**Entries shown:**

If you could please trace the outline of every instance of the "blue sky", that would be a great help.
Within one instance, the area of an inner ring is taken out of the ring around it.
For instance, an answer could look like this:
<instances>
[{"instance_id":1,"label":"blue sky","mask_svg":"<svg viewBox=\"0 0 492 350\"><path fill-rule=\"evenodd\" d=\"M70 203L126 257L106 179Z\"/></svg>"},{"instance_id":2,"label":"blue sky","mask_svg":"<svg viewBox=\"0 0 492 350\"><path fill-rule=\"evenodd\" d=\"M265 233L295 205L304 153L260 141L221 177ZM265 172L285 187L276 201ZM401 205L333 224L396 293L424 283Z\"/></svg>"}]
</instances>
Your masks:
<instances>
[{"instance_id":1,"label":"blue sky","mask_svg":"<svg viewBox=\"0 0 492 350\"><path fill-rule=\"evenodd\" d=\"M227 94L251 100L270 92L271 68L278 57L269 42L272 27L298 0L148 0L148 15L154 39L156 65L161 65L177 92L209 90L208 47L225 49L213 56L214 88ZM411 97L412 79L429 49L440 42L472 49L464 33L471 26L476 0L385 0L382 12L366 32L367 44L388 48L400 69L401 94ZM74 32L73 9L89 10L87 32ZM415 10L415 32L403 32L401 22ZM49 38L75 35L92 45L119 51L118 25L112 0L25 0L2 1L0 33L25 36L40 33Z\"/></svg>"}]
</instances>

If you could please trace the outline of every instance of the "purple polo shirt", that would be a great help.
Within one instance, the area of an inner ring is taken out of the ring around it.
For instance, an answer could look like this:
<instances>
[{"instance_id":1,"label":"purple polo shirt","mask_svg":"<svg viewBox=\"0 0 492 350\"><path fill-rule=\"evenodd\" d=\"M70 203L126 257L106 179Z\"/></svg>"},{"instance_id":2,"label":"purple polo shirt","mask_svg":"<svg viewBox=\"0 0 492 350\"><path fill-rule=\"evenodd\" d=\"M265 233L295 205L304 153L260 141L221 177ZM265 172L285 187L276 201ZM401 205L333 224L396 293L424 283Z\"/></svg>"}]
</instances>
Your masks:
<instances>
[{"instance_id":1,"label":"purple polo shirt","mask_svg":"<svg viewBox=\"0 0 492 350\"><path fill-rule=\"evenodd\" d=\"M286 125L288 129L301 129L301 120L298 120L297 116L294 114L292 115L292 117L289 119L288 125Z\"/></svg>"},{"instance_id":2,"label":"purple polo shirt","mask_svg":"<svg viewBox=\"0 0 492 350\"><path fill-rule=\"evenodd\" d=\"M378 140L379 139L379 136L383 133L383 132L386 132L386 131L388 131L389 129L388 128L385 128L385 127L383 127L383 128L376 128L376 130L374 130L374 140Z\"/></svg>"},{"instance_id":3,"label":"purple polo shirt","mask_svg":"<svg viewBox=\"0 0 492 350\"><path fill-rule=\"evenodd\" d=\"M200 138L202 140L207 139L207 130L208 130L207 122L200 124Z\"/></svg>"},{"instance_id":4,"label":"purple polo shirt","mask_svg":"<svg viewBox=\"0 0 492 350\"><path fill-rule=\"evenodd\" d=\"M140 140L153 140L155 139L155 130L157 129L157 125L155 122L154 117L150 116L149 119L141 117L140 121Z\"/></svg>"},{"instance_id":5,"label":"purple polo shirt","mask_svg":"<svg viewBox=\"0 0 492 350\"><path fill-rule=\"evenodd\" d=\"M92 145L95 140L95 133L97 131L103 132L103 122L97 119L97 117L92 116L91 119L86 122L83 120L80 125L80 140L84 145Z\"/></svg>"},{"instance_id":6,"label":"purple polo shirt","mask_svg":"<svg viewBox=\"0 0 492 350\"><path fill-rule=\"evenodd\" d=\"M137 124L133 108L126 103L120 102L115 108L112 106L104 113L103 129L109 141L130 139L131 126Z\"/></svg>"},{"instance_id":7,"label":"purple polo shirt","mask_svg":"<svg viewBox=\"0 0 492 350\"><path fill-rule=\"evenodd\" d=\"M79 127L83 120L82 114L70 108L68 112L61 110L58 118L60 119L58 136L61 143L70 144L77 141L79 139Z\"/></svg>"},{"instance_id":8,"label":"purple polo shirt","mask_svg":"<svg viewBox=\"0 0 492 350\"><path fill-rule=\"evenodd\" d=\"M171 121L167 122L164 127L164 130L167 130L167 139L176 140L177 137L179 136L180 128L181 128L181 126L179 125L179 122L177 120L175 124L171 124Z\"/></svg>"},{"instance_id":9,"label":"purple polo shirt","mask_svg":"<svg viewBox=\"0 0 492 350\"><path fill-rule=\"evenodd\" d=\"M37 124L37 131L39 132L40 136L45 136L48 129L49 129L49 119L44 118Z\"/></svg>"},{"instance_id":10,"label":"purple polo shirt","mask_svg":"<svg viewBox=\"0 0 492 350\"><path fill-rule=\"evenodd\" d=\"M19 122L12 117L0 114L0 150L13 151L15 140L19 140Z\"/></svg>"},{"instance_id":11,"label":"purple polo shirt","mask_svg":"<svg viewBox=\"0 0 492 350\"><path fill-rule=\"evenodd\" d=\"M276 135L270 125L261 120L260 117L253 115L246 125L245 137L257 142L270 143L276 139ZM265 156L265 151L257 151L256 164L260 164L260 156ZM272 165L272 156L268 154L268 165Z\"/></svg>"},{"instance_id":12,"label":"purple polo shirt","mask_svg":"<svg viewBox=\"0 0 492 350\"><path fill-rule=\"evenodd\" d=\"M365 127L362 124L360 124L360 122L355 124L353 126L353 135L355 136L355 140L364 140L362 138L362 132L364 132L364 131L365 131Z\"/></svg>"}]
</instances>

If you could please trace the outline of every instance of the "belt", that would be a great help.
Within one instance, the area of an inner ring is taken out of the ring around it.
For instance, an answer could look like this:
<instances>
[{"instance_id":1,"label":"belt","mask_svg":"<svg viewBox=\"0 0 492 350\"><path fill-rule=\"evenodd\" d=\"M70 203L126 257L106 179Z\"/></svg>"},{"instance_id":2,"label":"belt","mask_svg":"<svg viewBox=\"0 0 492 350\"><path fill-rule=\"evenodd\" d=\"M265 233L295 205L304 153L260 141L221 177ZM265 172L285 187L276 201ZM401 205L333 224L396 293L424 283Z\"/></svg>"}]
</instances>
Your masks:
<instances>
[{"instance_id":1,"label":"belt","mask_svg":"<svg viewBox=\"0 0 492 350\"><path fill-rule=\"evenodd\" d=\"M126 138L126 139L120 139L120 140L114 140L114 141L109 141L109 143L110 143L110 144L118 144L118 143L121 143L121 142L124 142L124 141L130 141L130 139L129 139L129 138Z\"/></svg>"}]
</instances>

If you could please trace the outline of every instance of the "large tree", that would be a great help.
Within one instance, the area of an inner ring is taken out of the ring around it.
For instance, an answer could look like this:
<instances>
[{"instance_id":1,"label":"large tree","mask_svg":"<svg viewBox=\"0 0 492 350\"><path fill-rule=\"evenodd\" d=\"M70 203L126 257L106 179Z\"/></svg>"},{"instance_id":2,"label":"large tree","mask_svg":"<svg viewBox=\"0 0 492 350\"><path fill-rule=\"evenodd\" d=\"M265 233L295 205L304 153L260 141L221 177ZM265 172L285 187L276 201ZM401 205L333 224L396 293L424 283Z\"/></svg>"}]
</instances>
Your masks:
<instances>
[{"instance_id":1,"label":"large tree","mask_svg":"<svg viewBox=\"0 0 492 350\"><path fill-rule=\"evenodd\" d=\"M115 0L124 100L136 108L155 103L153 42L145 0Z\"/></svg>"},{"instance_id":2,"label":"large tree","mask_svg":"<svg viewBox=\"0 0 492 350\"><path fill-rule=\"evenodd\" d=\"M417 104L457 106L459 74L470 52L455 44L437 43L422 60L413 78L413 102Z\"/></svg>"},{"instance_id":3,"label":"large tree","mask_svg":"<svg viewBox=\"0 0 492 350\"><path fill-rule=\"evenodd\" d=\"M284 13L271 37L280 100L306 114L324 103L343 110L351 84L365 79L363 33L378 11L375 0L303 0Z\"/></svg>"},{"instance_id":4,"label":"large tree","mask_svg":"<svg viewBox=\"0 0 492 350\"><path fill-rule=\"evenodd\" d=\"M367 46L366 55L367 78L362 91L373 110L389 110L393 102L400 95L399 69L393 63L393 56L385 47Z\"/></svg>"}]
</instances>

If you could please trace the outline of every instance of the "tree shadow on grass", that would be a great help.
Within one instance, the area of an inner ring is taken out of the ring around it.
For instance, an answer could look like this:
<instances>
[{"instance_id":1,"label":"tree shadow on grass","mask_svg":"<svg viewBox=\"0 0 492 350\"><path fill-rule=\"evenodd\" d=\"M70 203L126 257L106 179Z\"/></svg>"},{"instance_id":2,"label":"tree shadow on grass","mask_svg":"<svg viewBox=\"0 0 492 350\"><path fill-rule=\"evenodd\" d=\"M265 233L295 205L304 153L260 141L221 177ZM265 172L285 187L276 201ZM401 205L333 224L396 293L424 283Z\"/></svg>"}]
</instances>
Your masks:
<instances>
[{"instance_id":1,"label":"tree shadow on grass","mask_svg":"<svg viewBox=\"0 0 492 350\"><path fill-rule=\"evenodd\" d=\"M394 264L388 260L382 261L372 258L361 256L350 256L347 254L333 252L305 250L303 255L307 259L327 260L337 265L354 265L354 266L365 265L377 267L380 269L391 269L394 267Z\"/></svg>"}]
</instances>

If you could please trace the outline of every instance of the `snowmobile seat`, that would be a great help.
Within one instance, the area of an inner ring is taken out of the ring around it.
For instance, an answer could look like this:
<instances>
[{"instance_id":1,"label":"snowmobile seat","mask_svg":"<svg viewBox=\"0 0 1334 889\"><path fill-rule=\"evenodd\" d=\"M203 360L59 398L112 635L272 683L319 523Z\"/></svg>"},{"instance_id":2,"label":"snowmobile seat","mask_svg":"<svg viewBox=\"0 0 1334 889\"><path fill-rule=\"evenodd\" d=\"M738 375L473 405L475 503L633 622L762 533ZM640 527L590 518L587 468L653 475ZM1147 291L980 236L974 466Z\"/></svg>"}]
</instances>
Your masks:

**Exercise:** Count the lines in the records above that contain the string "snowmobile", and give only that number.

**Written response:** 2